(WHAT IS EXPECTED): Write out, precisely and in full, each line of the material.

(RECORDS SUPPLIED):
________________________________________
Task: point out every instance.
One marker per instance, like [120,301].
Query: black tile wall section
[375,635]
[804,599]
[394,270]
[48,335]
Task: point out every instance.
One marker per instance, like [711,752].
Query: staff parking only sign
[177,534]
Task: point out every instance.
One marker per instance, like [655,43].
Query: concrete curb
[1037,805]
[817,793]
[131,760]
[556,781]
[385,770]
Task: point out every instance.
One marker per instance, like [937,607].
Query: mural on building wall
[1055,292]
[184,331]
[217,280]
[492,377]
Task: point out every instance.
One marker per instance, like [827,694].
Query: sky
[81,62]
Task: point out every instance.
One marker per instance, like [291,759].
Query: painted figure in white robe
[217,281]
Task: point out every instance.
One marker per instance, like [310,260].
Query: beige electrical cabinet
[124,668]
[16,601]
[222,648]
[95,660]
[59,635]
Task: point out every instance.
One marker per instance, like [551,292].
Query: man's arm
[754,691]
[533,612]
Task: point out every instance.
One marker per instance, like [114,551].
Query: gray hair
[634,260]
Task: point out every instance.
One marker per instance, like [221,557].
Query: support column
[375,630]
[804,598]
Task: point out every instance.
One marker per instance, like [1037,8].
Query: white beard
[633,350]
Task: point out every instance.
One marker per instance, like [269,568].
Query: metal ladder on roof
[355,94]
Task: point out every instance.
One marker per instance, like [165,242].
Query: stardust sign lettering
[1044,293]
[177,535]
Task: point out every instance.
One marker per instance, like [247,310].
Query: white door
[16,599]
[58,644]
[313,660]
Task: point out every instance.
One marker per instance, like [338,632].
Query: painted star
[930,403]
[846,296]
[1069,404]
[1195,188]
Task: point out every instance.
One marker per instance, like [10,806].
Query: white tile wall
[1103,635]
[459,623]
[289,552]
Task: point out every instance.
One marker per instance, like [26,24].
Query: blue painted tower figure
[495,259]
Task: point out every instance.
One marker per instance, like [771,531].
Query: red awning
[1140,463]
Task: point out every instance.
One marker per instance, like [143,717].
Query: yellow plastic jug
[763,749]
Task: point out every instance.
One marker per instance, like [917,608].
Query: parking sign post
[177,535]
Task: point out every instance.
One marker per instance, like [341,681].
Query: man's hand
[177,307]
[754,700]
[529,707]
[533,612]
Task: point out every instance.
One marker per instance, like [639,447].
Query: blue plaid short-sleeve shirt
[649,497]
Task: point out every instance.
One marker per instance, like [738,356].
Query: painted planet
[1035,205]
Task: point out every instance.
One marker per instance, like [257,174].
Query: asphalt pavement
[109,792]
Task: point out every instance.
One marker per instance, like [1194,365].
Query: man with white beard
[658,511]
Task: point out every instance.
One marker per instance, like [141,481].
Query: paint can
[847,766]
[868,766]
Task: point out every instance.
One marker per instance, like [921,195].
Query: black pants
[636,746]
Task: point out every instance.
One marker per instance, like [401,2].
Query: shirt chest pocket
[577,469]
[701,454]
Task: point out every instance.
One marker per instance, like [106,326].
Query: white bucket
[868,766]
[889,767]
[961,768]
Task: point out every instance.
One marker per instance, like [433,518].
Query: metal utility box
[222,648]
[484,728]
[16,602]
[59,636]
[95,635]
________________________________________
(REPLY):
Task: point out every instance.
One marker per instance, like [120,301].
Query: black tile wall section
[375,635]
[804,599]
[394,270]
[48,335]
Task: point out every instance.
One marker per instance, like [711,752].
Query: staff parking only sign
[177,534]
Task: point out every instance.
One marker per instance, like [655,43].
Query: concrete curb
[1037,805]
[817,793]
[131,760]
[556,781]
[385,770]
Task: point out every instance.
One marker per instance, like [937,607].
Query: mural on building wall
[1055,292]
[184,331]
[217,280]
[492,377]
Task: point out every instance.
One marker per instance, like [827,694].
Query: sky
[81,62]
Task: point out every instance.
One marker per instance, like [291,759].
Query: painted figure in white robe
[217,281]
Task: point out every instance.
One marker per instance, like [310,260].
Query: beige electrical cabinet
[124,668]
[16,601]
[222,648]
[95,660]
[59,635]
Task: point out every instance.
One marker per instance, like [551,292].
Query: man's arm
[754,691]
[533,612]
Task: point out every instance.
One marker per instance, like [114,551].
Query: gray hair
[634,260]
Task: point out every instance.
One marker per instance, like [221,557].
Query: support column
[375,630]
[804,598]
Task: point out every instance.
One marker per instance, like [1037,8].
Query: white beard
[633,350]
Task: point out every instance.
One marker per instance, like [269,568].
Query: metal ladder on roof
[355,94]
Task: point out every instance.
One marker per instance, like [165,242].
Query: stardust sign lettering
[1044,293]
[177,535]
Task: point out every instance.
One marker per instance, like [247,310].
Query: white door
[16,599]
[58,644]
[313,660]
Task: point out every instance.
One marker per instance, like [338,632].
Query: painted star
[930,403]
[846,296]
[1069,404]
[1195,188]
Task: point out every instance.
One marker per instance, like [10,806].
Query: white tile wall
[1103,635]
[459,623]
[289,552]
Task: point out every instance.
One marker per instance, like [26,24].
Query: blue painted tower figure
[495,259]
Task: point out every instance.
One marker per instance, like [771,531].
Query: red awning
[1140,463]
Task: point out every instance.
One marker per instance, like [143,717].
Query: yellow plastic jug
[763,749]
Task: point out every instance.
One marker per instance, like [917,608].
Query: parking sign post
[177,535]
Task: point out every instance.
One marker per instance, like [341,681].
Query: man's hand
[177,307]
[754,700]
[529,707]
[533,612]
Task: point out every instance.
One marker per instance, like [639,447].
Query: blue plaid short-sleeve shirt
[649,497]
Task: point out every instance.
One marker per instance, like [738,356].
Query: painted planet
[1035,205]
Task: point out every instance.
One marker per instance, like [257,174].
Query: asphalt pavement
[109,792]
Task: point out every instance.
One marker per instance, like [1194,365].
Query: man with white beard
[658,511]
Task: point out every instance.
One marker per instance, like [141,481].
Query: paint can
[847,766]
[868,766]
Task: point out every instance.
One marker per instance, like [921,195].
Query: black pants
[636,746]
Task: point out every instance.
One marker per instance, like [401,2].
Query: shirt chest pocket
[577,469]
[701,454]
Task: point out every instance.
One marker per instance, like [106,326].
Query: white bucket
[868,766]
[889,767]
[961,768]
Task: point out every instance.
One marker per instance, like [433,518].
Query: metal utility box
[222,648]
[484,728]
[16,602]
[59,636]
[95,635]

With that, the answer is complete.